§ WHAT THE TASK ASKS: Collect every line from the rows below that contains the word "green", and list them in their original order.

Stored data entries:
══════

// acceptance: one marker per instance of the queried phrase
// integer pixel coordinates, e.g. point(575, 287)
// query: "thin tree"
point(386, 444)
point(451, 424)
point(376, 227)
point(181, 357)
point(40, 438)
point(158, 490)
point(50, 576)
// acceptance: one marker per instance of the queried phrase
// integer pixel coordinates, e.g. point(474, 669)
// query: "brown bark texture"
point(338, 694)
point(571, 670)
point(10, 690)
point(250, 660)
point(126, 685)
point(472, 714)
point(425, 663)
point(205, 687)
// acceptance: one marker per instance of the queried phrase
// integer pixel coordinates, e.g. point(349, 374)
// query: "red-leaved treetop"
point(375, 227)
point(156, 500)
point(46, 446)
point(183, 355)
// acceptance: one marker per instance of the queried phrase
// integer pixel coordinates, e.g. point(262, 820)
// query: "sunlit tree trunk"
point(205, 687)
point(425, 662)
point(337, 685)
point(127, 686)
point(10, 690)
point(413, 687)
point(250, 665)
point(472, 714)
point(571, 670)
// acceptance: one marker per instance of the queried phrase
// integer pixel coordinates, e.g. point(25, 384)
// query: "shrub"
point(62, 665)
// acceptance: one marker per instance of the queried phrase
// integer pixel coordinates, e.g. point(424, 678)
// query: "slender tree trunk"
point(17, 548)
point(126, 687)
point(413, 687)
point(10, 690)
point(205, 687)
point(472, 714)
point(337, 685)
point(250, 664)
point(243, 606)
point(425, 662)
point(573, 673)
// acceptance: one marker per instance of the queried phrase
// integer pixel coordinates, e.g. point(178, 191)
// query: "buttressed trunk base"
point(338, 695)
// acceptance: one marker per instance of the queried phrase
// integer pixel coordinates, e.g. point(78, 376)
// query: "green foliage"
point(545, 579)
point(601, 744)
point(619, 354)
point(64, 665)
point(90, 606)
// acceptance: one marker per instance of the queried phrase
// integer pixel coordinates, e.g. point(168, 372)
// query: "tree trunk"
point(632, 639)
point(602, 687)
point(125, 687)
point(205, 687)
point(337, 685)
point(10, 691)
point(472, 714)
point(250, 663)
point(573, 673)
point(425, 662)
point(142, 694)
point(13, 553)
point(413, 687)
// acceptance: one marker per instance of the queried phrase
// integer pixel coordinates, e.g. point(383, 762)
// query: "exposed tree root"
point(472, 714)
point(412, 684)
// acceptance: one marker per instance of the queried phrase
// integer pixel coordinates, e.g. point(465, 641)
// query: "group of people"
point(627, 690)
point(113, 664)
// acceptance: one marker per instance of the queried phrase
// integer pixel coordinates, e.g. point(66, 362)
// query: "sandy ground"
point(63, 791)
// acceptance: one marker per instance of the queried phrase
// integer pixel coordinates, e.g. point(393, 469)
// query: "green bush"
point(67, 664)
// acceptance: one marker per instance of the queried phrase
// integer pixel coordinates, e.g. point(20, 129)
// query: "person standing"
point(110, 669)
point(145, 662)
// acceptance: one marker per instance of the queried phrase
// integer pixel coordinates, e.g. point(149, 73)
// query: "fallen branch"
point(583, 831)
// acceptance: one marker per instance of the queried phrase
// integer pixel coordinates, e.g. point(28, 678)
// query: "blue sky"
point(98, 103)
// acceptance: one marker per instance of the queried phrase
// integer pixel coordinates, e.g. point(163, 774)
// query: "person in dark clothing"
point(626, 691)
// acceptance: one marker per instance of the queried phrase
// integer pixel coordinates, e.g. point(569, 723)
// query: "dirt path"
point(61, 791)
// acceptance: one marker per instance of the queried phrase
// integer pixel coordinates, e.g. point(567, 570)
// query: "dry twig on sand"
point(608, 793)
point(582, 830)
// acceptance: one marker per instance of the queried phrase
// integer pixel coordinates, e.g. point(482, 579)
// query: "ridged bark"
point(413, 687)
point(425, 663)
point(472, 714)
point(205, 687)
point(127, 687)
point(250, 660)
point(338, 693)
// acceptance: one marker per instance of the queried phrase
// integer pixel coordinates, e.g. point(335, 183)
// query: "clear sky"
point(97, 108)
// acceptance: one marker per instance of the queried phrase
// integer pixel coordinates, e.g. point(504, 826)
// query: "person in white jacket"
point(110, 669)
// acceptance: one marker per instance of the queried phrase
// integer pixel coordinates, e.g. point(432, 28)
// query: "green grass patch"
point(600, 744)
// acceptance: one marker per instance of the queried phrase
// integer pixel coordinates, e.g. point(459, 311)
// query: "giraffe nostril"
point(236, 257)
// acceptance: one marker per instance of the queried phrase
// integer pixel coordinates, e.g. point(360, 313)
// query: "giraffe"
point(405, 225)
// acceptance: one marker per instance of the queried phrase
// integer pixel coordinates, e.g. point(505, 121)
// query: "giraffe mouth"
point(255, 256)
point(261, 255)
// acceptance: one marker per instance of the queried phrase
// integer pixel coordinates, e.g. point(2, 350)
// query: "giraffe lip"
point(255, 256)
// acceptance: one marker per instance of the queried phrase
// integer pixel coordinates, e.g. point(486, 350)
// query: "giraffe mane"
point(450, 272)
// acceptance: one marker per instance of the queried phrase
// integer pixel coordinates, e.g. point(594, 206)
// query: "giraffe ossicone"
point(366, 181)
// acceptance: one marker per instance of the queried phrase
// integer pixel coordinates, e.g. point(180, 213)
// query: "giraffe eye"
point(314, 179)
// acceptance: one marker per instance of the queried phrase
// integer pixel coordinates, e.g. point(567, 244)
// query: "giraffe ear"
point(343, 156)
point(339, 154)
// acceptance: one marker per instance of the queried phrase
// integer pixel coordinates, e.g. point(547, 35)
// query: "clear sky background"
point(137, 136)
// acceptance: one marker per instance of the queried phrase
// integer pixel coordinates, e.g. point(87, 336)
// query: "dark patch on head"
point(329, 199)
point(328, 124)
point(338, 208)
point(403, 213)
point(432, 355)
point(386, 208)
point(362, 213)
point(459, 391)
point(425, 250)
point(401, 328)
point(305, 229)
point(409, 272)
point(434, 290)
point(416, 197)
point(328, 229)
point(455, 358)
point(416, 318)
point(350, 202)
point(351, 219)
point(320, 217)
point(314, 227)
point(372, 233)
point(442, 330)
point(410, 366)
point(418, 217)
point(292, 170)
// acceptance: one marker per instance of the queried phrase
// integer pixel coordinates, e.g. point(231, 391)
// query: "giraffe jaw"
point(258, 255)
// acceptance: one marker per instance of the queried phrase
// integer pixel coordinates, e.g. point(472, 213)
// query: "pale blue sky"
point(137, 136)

══════

§ FULL OUTPUT:
// query: "green foliage"
// query: "green bush"
// query: "green grass patch"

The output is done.